Home » Mayor: New union contracts for EMS, corrections help address Louisville’s structural deficit

Mayor: New union contracts for EMS, corrections help address Louisville’s structural deficit

Overtime issue, two-tier pay system part of new agreements

LOUISVILLE, Ky. (May 16, 2012) – Keeping his commitment to transparency with union contracts, Mayor Greg Fischer’s administration today presented two new collective bargaining agreements that are fair to employees but also begin to help the city address its structural budget deficit.

The five-year contracts cover 230 emergency medical services employees and 403 corrections employees. Both contracts change provisions for overtime so that employees must now work more than 40 hours a week before receiving overtime pay. Under the new language, sick and vacation time no longer counts as time worked.

The contracts also have language that reduces longevity pay raises, known as step increases, for newly hired employees. Those are increases above and beyond any negotiated cost-of-living increases.

Those new provisions will help slow the growth in future city budgets and save the city $3.4 million over the life of the contracts — $1.5 million saved in EMS and $1.9 million saved in corrections.

“I appreciate the good faith of all parties in these negotiations,” Fischer said. “Although we still have much work to do, these contracts are steps in the right direction to help our government control future personnel costs while being fair to employees.”

The overtime language is important, Fischer said, because it’s his goal to reduce overtime by 10 percent in the new fiscal year budget and 30 percent in the next three years. That long-term goal could only be accomplished with changes to union contracts.

Last December, the mayor ordered a citywide review of overtime because of concerns that overtime pay is unnecessarily costing taxpayers millions of dollars each year. His action followed information that 550 employees — or 10 percent of the city workforce — have earned more than $15,000 in overtime this year.

The city spends $23 million on overtime each year. Scheduled overtime — that which is either contained in collective bargaining agreements or through state laws — accounts for about 32 percent of overtime, or $7.2 million, while $14 million is unscheduled.

Chief Financial Officer Steve Rowland presented the new contracts to a Metro Council committee this afternoon.

The Teamsters EMS agreement is a five-year contract that includes no cost-of-living raises in the first year, followed by 2-percent raise in the second year and 1 percent for each of the last three years.

The contract also includes a two-tier step increase program for future employees. Current employees receive a 3-percent step pay increase, but future employees will receive a 50-cents-per-hour increase per step. The starting wage for an EMT is $13.53 an hour and for a paramedic is $16.37.

The Fraternal Order of Police-Corrections contract for officers and sergeants includes no cost-of-living raises in the first year, followed by 2 percent in the second year and 1 percent in years three and four. In the fifth year, there is a zero increase with a wage re-opener.

Upon ratification of the contract by Metro Council, all corrections officers and sergeants will receive a one-time lump sum payment of $2,000. The contract also reduces the number of step increases from 10 over the life of the contract to eight. The starting hourly wage for a corrections officer is $15.31 and for a sergeant is $19.10.

The total cost to taxpayers for both contracts is $149 million over five years – $60.4 million for EMS and $88.6 million for corrections.

“Our goal is to more closely match government expenses, 70 percent of which are personnel costs, with actual revenues,” Fischer said. “These contracts help us begin to achieve that.”

◆ Extracted information ◆
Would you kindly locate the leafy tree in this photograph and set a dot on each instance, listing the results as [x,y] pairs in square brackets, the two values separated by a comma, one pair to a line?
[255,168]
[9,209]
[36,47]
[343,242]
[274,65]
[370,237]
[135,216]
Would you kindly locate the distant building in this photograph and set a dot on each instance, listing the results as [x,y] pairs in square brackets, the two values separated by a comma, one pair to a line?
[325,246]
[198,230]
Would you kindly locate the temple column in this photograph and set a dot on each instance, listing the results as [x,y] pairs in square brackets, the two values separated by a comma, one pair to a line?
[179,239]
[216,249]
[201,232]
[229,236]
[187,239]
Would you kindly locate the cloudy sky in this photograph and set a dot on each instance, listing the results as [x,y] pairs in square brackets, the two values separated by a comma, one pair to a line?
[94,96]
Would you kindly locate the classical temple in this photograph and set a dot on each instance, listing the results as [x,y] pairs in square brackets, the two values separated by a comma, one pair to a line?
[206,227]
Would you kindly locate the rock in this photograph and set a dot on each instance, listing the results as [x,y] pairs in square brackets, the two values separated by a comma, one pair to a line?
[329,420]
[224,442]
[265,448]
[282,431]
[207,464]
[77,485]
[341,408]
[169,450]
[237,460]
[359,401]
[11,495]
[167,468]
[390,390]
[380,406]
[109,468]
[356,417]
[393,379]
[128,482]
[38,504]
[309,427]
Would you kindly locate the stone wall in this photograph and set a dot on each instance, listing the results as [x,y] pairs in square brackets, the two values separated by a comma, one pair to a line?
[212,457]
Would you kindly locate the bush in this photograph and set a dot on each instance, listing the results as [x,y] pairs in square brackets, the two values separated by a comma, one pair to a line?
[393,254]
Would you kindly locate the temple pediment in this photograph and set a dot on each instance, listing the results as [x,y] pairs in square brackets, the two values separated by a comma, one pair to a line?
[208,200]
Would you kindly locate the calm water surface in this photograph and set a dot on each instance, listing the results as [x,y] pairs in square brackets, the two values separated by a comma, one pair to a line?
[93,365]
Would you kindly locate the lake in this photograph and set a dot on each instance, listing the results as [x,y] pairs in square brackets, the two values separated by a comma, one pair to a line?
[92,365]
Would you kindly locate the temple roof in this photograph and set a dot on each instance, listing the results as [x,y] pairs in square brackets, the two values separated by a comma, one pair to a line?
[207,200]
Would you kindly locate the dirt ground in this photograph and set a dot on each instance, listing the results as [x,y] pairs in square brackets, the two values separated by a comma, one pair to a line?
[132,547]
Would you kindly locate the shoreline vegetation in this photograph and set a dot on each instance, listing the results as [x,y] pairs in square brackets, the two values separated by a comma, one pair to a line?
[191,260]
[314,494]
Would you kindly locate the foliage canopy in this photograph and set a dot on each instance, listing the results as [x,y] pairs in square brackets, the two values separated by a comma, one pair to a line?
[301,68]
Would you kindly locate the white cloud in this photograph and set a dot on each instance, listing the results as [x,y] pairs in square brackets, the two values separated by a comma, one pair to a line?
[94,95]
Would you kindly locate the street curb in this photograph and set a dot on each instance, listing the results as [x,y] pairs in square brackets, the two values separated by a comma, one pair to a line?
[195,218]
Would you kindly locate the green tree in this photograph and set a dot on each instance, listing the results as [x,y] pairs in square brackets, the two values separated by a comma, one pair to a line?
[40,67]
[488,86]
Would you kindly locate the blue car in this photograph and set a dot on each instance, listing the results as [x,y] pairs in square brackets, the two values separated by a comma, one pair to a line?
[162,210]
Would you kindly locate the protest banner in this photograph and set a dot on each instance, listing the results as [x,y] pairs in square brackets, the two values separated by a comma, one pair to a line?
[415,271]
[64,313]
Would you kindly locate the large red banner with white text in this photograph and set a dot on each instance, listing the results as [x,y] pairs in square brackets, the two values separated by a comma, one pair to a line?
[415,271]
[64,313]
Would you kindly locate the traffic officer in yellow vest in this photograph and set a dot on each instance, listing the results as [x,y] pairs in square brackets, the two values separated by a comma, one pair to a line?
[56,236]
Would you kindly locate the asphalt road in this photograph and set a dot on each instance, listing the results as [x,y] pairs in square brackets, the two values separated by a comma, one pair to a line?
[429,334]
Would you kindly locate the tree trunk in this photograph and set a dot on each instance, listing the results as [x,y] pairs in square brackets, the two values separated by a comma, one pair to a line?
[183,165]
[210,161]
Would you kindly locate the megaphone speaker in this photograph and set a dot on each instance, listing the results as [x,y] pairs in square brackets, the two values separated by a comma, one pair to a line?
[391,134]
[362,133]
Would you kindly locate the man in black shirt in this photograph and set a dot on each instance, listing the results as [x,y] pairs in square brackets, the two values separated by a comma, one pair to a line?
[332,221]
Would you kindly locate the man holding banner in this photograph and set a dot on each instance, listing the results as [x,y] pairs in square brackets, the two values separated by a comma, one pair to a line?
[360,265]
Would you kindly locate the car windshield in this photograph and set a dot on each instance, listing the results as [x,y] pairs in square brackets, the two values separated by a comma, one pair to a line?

◆ Work request A ◆
For each statement, say whether it agrees with the press release above on Louisville's EMS and corrections contracts. Answer yes or no and quote the deciding words of the text.
(i) Under the new contracts, sick and vacation time still counts as time worked.
(ii) Corrections officers and sergeants get a one-time $2,000 payment once Metro Council ratifies their contract.
(iii) The EMS contract includes a 2-percent cost-of-living raise in its first year.
◆ Work request B ◆
Using the press release above on Louisville's EMS and corrections contracts, explain in one to three sentences why Fischer calls the overtime language important.

◆ Exercise output A ◆
(i) No: "Under the new language, sick and vacation time no longer counts as time worked."
(ii) Yes: "Upon ratification of the contract by Metro Council, all corrections officers and sergeants will receive a one-time lump sum payment of $2,000."
(iii) No: "includes no cost-of-living raises in the first year"

◆ Exercise output B ◆
Fischer aims to cut overtime by 10 percent in the new fiscal year budget and by 30 percent over the next three years. That long-term goal could only be reached through changes to union contracts.